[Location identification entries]
+++

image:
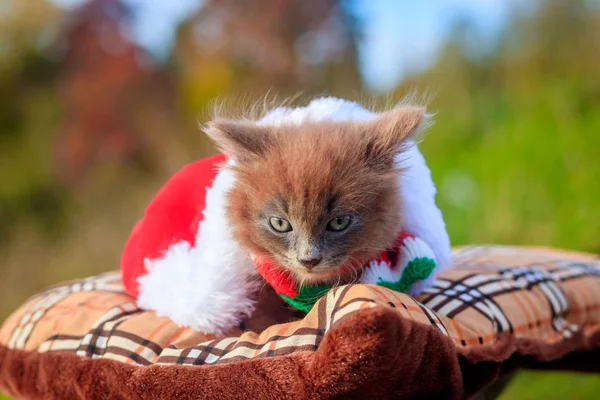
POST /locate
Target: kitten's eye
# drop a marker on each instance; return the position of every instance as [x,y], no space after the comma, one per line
[339,224]
[280,225]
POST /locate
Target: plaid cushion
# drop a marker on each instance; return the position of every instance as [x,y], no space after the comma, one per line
[534,293]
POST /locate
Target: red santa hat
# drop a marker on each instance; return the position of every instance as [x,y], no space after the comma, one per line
[181,259]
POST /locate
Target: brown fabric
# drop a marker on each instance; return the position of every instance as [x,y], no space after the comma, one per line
[501,308]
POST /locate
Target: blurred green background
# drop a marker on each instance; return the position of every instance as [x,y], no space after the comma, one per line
[100,101]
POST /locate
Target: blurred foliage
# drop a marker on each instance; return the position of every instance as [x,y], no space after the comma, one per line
[90,126]
[514,148]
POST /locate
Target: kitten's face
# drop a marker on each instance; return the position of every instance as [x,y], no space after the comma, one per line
[316,197]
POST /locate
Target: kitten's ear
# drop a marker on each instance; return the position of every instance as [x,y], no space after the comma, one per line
[241,140]
[388,134]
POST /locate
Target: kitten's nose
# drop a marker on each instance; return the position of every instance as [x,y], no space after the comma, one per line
[309,262]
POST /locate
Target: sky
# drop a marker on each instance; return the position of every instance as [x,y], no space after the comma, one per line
[401,37]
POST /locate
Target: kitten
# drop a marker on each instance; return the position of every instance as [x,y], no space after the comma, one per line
[318,197]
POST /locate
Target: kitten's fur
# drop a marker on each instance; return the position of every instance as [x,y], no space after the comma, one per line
[310,174]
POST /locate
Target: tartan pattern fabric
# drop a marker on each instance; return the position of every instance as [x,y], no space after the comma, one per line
[536,293]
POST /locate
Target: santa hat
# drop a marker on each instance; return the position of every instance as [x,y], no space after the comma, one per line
[181,259]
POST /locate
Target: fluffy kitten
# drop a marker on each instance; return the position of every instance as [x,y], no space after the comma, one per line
[318,196]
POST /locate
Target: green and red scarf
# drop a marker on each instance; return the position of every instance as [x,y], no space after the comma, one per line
[409,261]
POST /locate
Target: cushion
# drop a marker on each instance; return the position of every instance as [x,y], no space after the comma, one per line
[499,308]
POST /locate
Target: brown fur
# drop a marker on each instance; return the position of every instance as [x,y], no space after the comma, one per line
[310,174]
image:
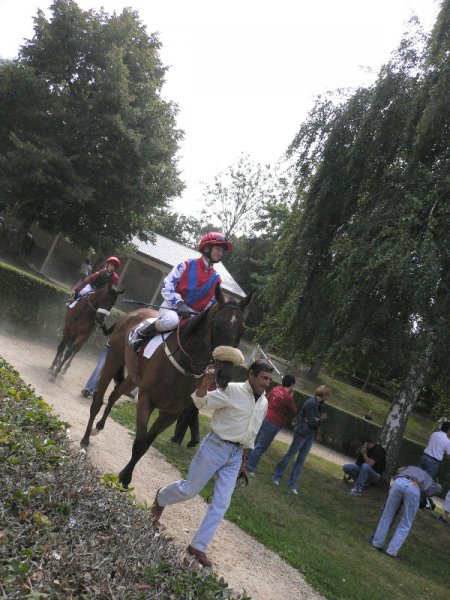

+++

Identify every line in the data above that contains the string "santa", matching case exactly, and copy each one.

**IN RESPONSE:**
Target: red santa hat
Target: santa hat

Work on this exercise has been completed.